* Task data *

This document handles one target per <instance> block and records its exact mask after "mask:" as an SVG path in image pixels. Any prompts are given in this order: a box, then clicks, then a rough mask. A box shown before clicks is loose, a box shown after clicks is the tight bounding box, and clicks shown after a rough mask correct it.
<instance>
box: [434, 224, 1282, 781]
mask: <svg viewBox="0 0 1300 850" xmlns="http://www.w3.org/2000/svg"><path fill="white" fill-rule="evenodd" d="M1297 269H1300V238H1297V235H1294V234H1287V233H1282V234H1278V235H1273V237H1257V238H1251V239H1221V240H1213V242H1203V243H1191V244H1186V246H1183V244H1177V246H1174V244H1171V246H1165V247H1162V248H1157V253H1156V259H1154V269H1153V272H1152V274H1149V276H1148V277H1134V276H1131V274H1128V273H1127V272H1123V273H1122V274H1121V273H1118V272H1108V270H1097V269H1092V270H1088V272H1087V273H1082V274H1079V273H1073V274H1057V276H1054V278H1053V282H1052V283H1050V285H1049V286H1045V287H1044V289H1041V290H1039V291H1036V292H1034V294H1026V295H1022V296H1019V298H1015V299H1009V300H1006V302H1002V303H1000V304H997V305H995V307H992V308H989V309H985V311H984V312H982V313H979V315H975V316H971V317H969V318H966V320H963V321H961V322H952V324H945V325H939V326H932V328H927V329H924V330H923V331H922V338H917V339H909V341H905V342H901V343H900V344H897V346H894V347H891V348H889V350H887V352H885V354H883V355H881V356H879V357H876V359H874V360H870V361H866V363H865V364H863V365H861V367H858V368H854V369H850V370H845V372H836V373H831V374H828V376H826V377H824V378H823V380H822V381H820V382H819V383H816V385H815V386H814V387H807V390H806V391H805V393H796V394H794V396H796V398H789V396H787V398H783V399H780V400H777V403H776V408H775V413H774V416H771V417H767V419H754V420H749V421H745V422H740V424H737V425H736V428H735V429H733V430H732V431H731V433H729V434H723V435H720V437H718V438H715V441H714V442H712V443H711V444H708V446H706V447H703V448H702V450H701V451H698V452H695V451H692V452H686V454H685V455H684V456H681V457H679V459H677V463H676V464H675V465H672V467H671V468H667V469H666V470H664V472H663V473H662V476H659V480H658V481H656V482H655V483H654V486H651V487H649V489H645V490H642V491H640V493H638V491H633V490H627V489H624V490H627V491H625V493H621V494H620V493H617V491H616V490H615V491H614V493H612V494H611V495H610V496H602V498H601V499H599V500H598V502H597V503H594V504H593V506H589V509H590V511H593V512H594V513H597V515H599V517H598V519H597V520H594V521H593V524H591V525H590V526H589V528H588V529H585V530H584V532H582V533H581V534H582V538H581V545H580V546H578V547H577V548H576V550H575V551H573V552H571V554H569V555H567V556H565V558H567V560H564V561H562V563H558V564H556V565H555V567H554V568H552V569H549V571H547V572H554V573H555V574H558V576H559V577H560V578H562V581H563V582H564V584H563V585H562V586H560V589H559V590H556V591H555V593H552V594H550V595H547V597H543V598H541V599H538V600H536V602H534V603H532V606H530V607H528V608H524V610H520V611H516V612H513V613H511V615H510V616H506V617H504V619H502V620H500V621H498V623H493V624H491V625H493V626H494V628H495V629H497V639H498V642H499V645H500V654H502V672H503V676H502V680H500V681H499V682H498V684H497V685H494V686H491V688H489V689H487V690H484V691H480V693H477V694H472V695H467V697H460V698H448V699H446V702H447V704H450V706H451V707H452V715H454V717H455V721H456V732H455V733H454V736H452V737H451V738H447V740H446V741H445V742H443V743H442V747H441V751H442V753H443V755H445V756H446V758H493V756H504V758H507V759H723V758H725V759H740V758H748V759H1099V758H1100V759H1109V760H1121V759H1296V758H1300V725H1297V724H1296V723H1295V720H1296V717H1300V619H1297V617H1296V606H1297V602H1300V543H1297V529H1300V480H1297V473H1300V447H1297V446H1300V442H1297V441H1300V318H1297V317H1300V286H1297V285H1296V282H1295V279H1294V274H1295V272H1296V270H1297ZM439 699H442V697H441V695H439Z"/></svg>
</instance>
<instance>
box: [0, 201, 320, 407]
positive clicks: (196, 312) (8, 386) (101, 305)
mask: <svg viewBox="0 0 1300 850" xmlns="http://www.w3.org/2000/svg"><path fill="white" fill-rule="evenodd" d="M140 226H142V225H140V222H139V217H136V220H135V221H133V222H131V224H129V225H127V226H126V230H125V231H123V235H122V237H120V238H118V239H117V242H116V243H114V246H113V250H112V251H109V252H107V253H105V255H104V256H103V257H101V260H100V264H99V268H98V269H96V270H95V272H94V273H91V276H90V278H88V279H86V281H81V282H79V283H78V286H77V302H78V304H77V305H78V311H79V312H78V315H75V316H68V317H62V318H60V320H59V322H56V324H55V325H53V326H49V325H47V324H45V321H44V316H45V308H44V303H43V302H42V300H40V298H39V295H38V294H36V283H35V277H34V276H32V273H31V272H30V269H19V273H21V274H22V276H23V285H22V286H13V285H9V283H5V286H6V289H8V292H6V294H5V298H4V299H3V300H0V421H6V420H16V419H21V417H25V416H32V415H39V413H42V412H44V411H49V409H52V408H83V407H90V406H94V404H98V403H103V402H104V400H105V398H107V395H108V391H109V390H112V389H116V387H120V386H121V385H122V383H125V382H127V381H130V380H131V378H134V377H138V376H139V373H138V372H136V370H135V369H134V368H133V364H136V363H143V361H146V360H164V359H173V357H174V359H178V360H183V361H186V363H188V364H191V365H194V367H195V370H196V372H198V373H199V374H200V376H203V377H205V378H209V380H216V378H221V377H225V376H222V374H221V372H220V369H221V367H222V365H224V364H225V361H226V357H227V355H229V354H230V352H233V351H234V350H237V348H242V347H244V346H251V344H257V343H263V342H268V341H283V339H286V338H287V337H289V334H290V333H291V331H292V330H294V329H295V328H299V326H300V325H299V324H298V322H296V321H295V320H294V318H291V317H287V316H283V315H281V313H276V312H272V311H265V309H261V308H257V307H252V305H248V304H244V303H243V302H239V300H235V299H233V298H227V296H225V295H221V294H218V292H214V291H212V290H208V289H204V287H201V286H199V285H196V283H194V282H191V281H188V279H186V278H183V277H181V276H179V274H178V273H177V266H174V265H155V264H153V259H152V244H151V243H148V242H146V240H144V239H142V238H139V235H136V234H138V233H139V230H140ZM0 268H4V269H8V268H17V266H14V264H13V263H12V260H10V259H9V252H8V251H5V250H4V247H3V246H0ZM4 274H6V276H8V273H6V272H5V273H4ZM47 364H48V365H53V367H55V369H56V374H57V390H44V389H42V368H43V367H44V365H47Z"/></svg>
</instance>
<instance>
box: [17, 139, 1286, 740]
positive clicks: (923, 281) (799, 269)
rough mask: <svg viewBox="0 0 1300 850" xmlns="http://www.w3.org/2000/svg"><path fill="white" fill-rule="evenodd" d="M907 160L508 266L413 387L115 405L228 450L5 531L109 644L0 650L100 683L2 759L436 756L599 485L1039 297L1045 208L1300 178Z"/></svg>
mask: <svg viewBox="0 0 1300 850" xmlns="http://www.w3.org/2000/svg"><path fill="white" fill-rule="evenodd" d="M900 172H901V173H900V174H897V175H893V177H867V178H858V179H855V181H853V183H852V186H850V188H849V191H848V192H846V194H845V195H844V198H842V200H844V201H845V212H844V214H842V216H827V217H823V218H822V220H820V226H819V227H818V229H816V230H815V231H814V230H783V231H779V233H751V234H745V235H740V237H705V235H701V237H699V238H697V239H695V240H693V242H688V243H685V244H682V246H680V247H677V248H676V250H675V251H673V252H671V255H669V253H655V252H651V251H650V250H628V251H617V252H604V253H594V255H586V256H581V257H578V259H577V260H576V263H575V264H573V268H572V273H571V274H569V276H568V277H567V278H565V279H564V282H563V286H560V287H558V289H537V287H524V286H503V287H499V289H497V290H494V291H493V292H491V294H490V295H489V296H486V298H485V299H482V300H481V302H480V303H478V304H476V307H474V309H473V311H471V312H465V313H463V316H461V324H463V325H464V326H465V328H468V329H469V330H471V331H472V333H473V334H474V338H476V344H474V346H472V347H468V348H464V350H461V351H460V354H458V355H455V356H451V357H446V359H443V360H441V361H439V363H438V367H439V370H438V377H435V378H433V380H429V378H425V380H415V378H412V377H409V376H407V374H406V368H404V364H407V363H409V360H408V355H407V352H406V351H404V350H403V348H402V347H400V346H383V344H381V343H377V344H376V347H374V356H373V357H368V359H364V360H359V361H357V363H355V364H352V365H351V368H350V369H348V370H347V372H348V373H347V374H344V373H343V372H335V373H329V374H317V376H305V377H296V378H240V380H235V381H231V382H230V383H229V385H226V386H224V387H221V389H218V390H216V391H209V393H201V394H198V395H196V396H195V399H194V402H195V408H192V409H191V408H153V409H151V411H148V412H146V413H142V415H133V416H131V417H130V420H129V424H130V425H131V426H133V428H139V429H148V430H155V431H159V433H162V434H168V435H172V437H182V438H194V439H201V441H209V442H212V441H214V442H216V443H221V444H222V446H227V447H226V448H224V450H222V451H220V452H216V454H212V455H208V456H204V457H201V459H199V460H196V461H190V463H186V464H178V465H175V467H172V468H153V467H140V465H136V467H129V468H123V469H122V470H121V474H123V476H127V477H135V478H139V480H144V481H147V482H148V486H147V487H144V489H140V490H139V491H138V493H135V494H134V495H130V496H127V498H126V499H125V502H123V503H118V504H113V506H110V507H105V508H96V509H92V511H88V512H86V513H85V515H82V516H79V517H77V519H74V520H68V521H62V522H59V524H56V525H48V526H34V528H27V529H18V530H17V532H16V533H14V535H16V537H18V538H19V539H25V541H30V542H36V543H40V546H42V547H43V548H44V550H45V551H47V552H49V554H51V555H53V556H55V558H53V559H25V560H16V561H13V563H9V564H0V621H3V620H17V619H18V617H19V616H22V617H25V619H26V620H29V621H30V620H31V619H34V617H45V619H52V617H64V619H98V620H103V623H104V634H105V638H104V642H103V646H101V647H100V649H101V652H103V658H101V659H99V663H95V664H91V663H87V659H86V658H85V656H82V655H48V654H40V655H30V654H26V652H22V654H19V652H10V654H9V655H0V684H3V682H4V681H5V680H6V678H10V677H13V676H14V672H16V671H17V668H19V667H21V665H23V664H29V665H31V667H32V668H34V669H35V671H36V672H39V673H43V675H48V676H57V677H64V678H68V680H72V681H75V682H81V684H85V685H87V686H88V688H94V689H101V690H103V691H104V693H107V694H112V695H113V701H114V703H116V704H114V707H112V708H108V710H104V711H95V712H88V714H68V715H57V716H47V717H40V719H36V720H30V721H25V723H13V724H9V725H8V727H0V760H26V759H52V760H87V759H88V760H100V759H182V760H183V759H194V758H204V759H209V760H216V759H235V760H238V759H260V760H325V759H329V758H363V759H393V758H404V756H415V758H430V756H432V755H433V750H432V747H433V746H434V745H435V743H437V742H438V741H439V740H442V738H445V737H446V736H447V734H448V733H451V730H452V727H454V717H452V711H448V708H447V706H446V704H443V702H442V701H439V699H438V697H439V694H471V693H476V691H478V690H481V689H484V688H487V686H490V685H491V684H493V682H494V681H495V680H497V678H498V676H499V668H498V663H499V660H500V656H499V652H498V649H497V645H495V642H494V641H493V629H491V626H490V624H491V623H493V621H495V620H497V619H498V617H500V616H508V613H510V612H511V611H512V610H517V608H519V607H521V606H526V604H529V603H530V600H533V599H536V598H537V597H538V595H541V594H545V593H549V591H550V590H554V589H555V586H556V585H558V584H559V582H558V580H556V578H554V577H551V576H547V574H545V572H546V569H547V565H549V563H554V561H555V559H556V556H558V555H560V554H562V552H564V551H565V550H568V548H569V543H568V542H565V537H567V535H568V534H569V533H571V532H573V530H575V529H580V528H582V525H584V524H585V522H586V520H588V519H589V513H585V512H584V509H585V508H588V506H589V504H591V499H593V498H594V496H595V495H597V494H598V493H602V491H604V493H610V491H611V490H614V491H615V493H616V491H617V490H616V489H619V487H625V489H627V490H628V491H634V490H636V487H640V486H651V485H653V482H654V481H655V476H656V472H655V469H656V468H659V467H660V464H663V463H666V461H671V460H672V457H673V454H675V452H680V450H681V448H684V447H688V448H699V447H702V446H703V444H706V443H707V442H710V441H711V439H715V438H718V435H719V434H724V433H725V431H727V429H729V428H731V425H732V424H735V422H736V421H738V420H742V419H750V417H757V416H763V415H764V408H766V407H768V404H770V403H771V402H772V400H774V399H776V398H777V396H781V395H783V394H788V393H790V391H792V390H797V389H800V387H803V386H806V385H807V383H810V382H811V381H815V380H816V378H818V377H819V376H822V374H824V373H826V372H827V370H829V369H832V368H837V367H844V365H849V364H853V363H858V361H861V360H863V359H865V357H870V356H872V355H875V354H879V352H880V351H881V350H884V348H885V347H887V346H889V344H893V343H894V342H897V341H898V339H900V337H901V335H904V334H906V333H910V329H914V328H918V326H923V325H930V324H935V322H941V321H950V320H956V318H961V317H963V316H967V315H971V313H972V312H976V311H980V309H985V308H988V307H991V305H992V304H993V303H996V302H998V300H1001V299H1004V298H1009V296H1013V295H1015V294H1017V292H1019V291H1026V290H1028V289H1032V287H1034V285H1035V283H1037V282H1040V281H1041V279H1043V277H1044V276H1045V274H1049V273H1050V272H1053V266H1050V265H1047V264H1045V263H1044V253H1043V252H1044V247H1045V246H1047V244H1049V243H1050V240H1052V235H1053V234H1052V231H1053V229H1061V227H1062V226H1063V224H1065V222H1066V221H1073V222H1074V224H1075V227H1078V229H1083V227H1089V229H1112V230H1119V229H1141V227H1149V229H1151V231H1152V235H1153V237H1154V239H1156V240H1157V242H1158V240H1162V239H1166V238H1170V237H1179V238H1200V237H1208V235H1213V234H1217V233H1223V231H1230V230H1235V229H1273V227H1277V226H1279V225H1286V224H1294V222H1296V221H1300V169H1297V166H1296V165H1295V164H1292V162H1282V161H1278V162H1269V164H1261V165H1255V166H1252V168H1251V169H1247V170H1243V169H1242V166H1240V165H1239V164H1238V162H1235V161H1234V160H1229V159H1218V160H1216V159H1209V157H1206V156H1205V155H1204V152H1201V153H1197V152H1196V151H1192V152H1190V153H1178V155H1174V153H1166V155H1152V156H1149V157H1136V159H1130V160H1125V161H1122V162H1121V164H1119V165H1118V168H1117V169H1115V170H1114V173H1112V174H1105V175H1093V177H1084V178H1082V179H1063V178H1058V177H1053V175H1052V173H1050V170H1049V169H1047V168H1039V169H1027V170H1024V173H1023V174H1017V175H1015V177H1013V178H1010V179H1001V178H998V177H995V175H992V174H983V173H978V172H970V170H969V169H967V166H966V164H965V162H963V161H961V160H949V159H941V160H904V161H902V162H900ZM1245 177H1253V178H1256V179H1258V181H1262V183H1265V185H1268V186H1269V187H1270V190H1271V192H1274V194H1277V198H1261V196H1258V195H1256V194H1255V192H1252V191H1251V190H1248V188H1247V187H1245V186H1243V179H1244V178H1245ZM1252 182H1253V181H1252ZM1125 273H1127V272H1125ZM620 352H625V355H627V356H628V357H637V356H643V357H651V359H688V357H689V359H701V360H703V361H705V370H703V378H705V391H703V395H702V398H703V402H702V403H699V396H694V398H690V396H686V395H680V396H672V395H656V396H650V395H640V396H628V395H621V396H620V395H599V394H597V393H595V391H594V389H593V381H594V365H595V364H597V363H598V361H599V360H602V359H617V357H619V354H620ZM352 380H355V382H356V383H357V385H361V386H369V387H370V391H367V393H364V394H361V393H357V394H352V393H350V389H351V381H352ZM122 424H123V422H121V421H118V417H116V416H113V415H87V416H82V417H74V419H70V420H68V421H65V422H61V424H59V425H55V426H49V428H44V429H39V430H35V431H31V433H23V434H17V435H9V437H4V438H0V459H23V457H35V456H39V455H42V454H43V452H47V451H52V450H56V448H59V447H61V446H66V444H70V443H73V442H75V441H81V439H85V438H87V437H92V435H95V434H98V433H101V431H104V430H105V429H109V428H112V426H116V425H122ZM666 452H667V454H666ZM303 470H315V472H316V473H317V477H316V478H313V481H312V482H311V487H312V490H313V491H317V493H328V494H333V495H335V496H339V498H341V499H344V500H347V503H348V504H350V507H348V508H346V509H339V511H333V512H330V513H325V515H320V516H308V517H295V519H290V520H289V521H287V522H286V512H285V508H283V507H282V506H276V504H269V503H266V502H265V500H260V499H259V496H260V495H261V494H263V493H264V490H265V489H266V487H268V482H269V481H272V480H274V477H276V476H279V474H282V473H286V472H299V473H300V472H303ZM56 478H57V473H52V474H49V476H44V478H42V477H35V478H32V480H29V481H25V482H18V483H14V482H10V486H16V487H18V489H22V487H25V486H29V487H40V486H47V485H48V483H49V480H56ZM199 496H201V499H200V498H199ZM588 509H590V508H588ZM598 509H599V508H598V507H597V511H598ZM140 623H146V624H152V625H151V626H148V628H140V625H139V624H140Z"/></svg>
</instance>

* Exercise requirements *
Using the listing above, show each line with the word "clicks" in it.

* Output for this exercise *
This document handles one target per <instance> block and records its exact mask after "mask:" as an SVG path in image pixels. Any prompts are given in this order: a box, then clicks, then a rough mask. A box shown before clicks is loose, a box shown after clicks is the tight bounding box, and clicks shown after a rough mask correct it.
positive clicks: (196, 312) (8, 386) (101, 305)
positive clicks: (923, 281) (799, 269)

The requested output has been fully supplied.